[Exercise details] Rescale the rows from the line containing "trace: wrist" through the end of the rows, both ends included. Reproduce every line, requests included. In the answers only, multiply every number, such as the outline coordinates, by 1.6 and round to whole numbers with halves rounded up, leaving the requests and their format samples unchanged.

[Provided records]
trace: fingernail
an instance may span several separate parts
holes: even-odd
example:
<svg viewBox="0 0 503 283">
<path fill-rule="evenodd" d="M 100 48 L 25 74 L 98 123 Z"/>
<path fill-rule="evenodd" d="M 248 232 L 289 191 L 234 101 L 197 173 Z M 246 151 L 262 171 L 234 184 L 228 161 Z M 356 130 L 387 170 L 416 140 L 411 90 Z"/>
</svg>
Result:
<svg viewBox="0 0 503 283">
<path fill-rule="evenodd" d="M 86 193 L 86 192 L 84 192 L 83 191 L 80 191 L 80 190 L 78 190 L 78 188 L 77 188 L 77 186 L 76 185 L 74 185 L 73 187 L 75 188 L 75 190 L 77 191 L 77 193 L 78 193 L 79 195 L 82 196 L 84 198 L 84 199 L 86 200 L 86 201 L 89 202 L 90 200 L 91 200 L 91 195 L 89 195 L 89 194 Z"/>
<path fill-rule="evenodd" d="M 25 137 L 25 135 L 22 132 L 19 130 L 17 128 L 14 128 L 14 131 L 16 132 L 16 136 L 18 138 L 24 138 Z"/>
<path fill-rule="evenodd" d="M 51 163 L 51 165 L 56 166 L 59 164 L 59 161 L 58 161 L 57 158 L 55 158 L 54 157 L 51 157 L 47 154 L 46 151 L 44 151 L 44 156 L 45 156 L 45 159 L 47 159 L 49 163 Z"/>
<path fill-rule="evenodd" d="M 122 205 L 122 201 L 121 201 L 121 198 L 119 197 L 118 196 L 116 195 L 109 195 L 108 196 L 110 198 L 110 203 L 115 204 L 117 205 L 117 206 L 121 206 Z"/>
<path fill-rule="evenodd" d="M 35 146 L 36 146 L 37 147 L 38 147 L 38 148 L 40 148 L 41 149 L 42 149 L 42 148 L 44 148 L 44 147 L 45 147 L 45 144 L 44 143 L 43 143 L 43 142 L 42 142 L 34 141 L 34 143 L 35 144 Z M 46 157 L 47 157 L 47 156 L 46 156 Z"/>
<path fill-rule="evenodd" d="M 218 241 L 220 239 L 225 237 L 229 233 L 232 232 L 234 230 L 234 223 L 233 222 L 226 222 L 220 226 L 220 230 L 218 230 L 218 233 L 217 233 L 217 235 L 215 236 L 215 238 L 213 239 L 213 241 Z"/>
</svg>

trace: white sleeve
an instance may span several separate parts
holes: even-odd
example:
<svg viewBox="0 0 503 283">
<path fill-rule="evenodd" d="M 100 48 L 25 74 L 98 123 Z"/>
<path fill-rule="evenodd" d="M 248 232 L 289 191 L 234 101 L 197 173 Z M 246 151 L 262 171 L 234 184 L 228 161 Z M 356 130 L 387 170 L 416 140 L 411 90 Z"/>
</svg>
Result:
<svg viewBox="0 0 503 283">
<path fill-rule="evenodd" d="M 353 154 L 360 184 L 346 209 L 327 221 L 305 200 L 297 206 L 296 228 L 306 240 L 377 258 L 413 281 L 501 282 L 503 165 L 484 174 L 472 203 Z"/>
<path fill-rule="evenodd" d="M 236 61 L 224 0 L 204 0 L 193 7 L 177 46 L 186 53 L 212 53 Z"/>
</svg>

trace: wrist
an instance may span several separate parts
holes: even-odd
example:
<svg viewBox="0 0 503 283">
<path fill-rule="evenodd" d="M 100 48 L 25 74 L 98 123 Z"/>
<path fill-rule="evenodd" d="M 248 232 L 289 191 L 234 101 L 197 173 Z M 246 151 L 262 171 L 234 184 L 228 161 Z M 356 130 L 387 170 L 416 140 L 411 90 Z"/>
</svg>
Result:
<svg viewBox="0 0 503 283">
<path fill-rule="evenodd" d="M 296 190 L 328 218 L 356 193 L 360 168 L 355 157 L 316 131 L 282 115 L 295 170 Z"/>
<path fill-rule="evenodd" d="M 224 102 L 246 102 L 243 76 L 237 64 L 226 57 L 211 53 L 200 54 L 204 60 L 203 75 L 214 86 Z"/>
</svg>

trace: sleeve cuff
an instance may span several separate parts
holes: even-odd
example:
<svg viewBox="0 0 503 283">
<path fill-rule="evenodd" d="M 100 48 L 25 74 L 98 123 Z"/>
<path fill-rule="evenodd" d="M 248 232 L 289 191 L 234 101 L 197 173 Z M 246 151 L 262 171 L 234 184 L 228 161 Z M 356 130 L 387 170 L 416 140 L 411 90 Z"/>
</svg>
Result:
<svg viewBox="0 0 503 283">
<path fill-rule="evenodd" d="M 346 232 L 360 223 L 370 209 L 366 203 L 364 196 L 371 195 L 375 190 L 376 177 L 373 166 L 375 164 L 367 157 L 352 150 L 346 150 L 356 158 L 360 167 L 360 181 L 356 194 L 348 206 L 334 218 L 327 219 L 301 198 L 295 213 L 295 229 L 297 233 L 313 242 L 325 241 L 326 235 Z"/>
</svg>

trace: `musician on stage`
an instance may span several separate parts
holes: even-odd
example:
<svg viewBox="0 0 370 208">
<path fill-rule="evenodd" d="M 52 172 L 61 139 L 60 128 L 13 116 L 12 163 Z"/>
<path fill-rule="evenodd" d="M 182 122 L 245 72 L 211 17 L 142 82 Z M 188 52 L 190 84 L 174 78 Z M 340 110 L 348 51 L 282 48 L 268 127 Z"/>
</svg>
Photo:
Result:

[Task answer]
trace: wrist
an instance may span several separate parts
holes: even-odd
example:
<svg viewBox="0 0 503 283">
<path fill-rule="evenodd" d="M 100 48 L 25 74 L 98 123 Z"/>
<path fill-rule="evenodd" d="M 248 232 L 289 191 L 234 101 L 197 173 Z M 246 151 L 262 171 L 234 184 L 228 161 Z M 356 130 L 387 170 L 416 140 L 411 90 Z"/>
</svg>
Result:
<svg viewBox="0 0 805 453">
<path fill-rule="evenodd" d="M 474 304 L 525 349 L 570 309 L 576 269 L 568 251 L 506 210 L 451 184 L 472 272 Z"/>
<path fill-rule="evenodd" d="M 358 163 L 394 163 L 389 122 L 379 102 L 362 91 L 338 85 L 320 86 L 326 96 L 325 120 L 342 138 Z"/>
</svg>

trace: sleeve cuff
an instance may span several separate parts
holes: even-odd
example:
<svg viewBox="0 0 503 283">
<path fill-rule="evenodd" d="M 100 48 L 25 74 L 98 123 Z"/>
<path fill-rule="evenodd" d="M 248 232 L 289 191 L 234 101 L 197 173 Z M 246 151 L 262 171 L 234 184 L 228 161 Z M 356 130 L 387 170 L 416 140 L 411 90 Z"/>
</svg>
Result:
<svg viewBox="0 0 805 453">
<path fill-rule="evenodd" d="M 554 371 L 576 357 L 592 334 L 586 325 L 582 314 L 594 312 L 600 304 L 602 283 L 597 266 L 600 262 L 587 251 L 563 240 L 554 240 L 570 253 L 576 267 L 576 290 L 570 310 L 557 330 L 534 349 L 523 350 L 482 317 L 472 341 L 472 366 L 475 373 L 501 387 L 520 386 L 522 376 Z"/>
</svg>

trace: `musician on stage`
an instance may span several separate parts
holes: even-odd
example:
<svg viewBox="0 0 370 208">
<path fill-rule="evenodd" d="M 52 172 L 61 139 L 60 128 L 13 116 L 12 163 Z"/>
<path fill-rule="evenodd" d="M 182 122 L 245 72 L 211 17 L 142 82 Z M 188 52 L 190 84 L 174 78 Z M 340 110 L 348 51 L 282 48 L 268 127 Z"/>
</svg>
Photo:
Result:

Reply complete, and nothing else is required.